:: RECORDS SUPPLIED

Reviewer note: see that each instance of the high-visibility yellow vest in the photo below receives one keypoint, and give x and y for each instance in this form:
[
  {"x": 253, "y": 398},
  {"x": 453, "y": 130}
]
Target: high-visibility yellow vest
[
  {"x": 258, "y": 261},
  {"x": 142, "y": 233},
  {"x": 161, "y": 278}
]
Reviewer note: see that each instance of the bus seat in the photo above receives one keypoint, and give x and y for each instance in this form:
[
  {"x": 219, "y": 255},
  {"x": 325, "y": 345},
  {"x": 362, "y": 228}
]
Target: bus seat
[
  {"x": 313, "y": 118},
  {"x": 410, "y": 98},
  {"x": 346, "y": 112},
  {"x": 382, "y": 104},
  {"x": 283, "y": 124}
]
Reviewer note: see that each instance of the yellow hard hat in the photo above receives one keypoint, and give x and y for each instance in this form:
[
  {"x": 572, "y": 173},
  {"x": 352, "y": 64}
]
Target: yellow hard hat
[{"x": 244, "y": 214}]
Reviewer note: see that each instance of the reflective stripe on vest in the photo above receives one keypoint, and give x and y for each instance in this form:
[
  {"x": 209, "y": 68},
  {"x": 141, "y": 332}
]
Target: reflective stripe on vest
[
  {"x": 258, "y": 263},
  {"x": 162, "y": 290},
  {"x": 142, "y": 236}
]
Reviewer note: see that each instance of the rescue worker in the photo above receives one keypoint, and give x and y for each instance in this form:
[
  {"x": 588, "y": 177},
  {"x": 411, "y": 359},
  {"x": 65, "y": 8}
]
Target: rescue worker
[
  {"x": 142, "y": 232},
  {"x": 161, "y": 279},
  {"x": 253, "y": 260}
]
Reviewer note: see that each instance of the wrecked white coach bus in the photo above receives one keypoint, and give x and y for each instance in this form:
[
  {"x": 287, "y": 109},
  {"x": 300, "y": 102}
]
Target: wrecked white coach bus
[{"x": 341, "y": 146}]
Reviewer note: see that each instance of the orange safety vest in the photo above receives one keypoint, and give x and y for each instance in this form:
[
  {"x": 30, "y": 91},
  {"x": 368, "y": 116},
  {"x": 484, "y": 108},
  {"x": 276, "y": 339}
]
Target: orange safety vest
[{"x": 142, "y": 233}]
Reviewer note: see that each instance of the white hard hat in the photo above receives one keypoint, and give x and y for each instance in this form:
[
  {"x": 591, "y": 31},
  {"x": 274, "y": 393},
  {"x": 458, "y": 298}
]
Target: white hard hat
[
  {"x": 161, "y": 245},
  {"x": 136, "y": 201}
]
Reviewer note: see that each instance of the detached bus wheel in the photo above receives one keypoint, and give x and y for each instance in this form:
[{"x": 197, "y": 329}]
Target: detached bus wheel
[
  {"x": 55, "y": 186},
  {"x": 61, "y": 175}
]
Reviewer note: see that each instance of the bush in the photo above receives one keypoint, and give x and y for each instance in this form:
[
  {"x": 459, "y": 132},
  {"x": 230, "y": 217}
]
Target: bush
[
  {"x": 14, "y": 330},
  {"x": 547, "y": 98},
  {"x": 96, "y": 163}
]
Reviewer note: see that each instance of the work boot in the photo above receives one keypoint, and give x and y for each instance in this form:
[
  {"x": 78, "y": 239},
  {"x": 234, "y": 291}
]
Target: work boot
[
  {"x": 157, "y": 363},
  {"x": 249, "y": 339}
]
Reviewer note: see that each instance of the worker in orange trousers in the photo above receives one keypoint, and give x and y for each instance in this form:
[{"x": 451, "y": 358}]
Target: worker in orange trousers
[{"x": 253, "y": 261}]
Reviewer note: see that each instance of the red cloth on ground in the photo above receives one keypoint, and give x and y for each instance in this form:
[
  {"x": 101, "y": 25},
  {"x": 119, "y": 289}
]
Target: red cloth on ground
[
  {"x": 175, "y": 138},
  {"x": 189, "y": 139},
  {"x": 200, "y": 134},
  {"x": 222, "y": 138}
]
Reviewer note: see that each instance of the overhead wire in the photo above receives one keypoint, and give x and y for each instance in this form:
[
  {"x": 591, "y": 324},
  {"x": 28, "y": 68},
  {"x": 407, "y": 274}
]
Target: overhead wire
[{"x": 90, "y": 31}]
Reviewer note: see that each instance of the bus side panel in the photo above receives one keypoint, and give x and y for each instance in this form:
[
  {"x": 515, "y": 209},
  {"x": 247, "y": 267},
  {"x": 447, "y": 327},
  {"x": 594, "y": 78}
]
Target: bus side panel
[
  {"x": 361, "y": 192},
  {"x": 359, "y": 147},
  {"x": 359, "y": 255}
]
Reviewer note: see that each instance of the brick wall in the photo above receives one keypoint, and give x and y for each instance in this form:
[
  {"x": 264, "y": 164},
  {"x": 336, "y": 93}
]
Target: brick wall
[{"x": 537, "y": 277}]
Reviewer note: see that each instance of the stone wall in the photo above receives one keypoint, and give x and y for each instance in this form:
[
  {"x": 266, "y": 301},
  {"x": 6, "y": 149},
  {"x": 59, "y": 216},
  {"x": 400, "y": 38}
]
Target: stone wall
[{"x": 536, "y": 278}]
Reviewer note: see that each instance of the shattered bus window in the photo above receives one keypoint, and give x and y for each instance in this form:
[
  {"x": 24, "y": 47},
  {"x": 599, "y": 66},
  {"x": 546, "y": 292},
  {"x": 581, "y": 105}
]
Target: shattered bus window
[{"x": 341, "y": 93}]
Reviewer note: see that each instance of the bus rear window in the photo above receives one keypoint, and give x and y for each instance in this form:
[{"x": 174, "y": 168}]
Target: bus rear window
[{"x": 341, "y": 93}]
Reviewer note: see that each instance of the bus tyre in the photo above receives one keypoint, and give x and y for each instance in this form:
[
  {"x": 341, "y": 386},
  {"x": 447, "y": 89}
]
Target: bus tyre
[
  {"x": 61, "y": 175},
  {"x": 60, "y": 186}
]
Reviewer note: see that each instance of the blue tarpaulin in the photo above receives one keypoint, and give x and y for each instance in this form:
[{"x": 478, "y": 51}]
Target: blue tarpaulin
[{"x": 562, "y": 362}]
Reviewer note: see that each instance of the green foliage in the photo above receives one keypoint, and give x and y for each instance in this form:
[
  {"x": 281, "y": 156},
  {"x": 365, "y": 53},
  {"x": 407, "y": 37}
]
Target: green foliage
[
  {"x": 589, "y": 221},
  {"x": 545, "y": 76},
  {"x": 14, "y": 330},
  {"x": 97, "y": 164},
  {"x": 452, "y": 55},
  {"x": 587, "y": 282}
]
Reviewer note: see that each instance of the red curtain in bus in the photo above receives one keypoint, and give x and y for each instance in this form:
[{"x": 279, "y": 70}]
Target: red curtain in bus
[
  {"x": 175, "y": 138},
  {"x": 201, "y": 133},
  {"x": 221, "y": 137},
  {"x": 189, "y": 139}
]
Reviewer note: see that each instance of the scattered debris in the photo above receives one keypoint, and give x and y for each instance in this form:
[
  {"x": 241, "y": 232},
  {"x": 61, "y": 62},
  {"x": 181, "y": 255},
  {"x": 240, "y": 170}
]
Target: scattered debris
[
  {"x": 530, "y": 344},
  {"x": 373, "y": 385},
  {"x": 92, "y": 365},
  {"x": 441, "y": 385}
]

::::

▶ **WHAT YOU WILL DO**: Retype the listing above in full, with no alterations.

▶ **RESULT BELOW**:
Reviewer note: see that each instance of the high-visibility yellow vest in the photo below receives one keypoint, and give x and y for each instance in this form:
[
  {"x": 253, "y": 398},
  {"x": 453, "y": 130}
]
Target: high-visibility yellow vest
[
  {"x": 258, "y": 261},
  {"x": 142, "y": 233},
  {"x": 161, "y": 278}
]
Reviewer note: see that each instance of the bus seat in the photo above receives one keypoint, and give x and y for each instance in this form:
[
  {"x": 219, "y": 255},
  {"x": 325, "y": 345},
  {"x": 362, "y": 228}
]
Target: bus seat
[
  {"x": 313, "y": 118},
  {"x": 410, "y": 98},
  {"x": 346, "y": 112},
  {"x": 382, "y": 104},
  {"x": 283, "y": 124}
]
Reviewer note: see that each instance of the yellow hard hat in the photo above receives one keypoint, and give x and y for each instance in this form:
[
  {"x": 572, "y": 173},
  {"x": 352, "y": 64}
]
Target: yellow hard hat
[{"x": 244, "y": 214}]
Reviewer note: see that each instance of the reflective stripe on vest in the photo above receives one keypoint, and give x and y for each instance in this form:
[
  {"x": 209, "y": 68},
  {"x": 141, "y": 332}
]
Target: reflective stripe on vest
[
  {"x": 258, "y": 263},
  {"x": 162, "y": 290},
  {"x": 142, "y": 236}
]
Reviewer note: see that each instance of the rescue worker in the photo above receives one keypoint, and give x and y for each instance in this form:
[
  {"x": 588, "y": 177},
  {"x": 411, "y": 359},
  {"x": 65, "y": 8}
]
Target: rescue worker
[
  {"x": 142, "y": 232},
  {"x": 161, "y": 279},
  {"x": 253, "y": 260}
]
Reviewer note: see that each instance of the wrecked white coach bus in the photo above receives one keypoint, and give x and y for each instance in this form:
[
  {"x": 287, "y": 109},
  {"x": 300, "y": 102}
]
Target: wrecked white coach bus
[{"x": 341, "y": 146}]
Reviewer note: see that each instance of the orange safety vest in the photo above receives one keypoint, and give x and y for each instance in this form:
[
  {"x": 30, "y": 91},
  {"x": 368, "y": 116},
  {"x": 484, "y": 108},
  {"x": 276, "y": 339}
]
Target: orange safety vest
[{"x": 142, "y": 233}]
Reviewer note: see that each instance of the white hard hat in the photo above receives one keypoint, and give x and y for each instance in this form:
[
  {"x": 591, "y": 31},
  {"x": 274, "y": 393},
  {"x": 458, "y": 298}
]
Target: white hard hat
[
  {"x": 161, "y": 245},
  {"x": 136, "y": 201}
]
Reviewer note: see that each instance of the detached bus wheel in the photo above receives one keypoint, and give x and y for each instance in this form:
[{"x": 197, "y": 329}]
Target: detached bus wheel
[
  {"x": 55, "y": 186},
  {"x": 61, "y": 175}
]
Reviewer note: see that each instance of the bush in the photo above receives one keypoint, and give x and y for each instance in this form:
[
  {"x": 459, "y": 132},
  {"x": 230, "y": 217}
]
Target: bush
[
  {"x": 14, "y": 330},
  {"x": 547, "y": 98},
  {"x": 96, "y": 163}
]
Reviewer note: see that each instance of the work boot in the photo above receives one keypoint, and give x and y for each instance in this form:
[
  {"x": 78, "y": 239},
  {"x": 234, "y": 291}
]
Target: work boot
[
  {"x": 157, "y": 363},
  {"x": 249, "y": 339}
]
Reviewer note: see that each instance of the worker in orange trousers in the photo above receives one keypoint, and give x and y for each instance in this form:
[{"x": 451, "y": 358}]
Target: worker in orange trousers
[{"x": 253, "y": 261}]
Reviewer note: see that each instance of the red cloth on ground in the photo above receives one keypoint, and give x and y for each instance in this form:
[
  {"x": 101, "y": 25},
  {"x": 119, "y": 289}
]
Target: red cloth on ground
[
  {"x": 175, "y": 138},
  {"x": 189, "y": 139},
  {"x": 200, "y": 134},
  {"x": 222, "y": 138}
]
Reviewer note: see that each instance of the overhead wire in the photo above receives one keypoint, and give x and y for each instance in this form:
[
  {"x": 591, "y": 324},
  {"x": 28, "y": 68},
  {"x": 407, "y": 274}
]
Target: overhead wire
[{"x": 90, "y": 31}]
Reviewer note: see that each instance of the bus side panel in the photo above receives one keypoint, and give x and y for each instance in this form:
[
  {"x": 515, "y": 209},
  {"x": 247, "y": 267},
  {"x": 447, "y": 327},
  {"x": 594, "y": 78}
]
Target: bus side panel
[
  {"x": 361, "y": 192},
  {"x": 359, "y": 147},
  {"x": 359, "y": 255}
]
Reviewer note: see that each instance of the brick wall in the photo above receives one keypoint, and give x and y for each instance in this form:
[
  {"x": 264, "y": 164},
  {"x": 336, "y": 93}
]
Target: brick wall
[{"x": 537, "y": 277}]
Reviewer note: see that each instance of the stone wall in the photo above receives one keypoint, and give x and y for each instance in this form:
[
  {"x": 266, "y": 301},
  {"x": 6, "y": 149},
  {"x": 59, "y": 216},
  {"x": 400, "y": 38}
]
Target: stone wall
[{"x": 536, "y": 278}]
Reviewer note: see that each instance of the shattered bus window in the photo above receives one keypoint, and give x and y for each instance in this form:
[
  {"x": 24, "y": 47},
  {"x": 599, "y": 66},
  {"x": 546, "y": 292},
  {"x": 581, "y": 105}
]
Target: shattered bus window
[{"x": 341, "y": 93}]
Reviewer note: see that each instance of the bus rear window in the photo above receives one keypoint, and give x and y for each instance in this form:
[{"x": 174, "y": 168}]
Target: bus rear window
[{"x": 341, "y": 93}]
Reviewer note: see that each instance of the bus tyre in the photo above receives one keypoint, and give x and y for each instance in this form:
[
  {"x": 341, "y": 386},
  {"x": 447, "y": 89}
]
Target: bus tyre
[
  {"x": 61, "y": 175},
  {"x": 60, "y": 186}
]
Reviewer note: see that each instance of the blue tarpaulin in the photo above receives one keypoint, and give x and y for each instance in this form:
[{"x": 478, "y": 51}]
Target: blue tarpaulin
[{"x": 562, "y": 362}]
Reviewer note: see that each instance of the green foliage in the photo above receives one keypoint, and give x and y for each instance in this form:
[
  {"x": 281, "y": 156},
  {"x": 365, "y": 53},
  {"x": 407, "y": 37}
]
Target: green foliage
[
  {"x": 589, "y": 221},
  {"x": 545, "y": 76},
  {"x": 14, "y": 330},
  {"x": 97, "y": 164},
  {"x": 452, "y": 55},
  {"x": 587, "y": 282}
]
Reviewer note: see that each instance of the red curtain in bus in the photo above receives one keypoint, and give x and y for each instance in this form:
[{"x": 279, "y": 70}]
Target: red curtain in bus
[
  {"x": 175, "y": 138},
  {"x": 201, "y": 133},
  {"x": 221, "y": 137},
  {"x": 189, "y": 139}
]
Reviewer note: see that each instance of the scattered debris in the photo above receives one keypoint, and give x and y for each instance in this form:
[
  {"x": 241, "y": 232},
  {"x": 61, "y": 62},
  {"x": 181, "y": 255},
  {"x": 240, "y": 170}
]
Target: scattered debris
[
  {"x": 530, "y": 344},
  {"x": 373, "y": 385},
  {"x": 92, "y": 365},
  {"x": 441, "y": 385}
]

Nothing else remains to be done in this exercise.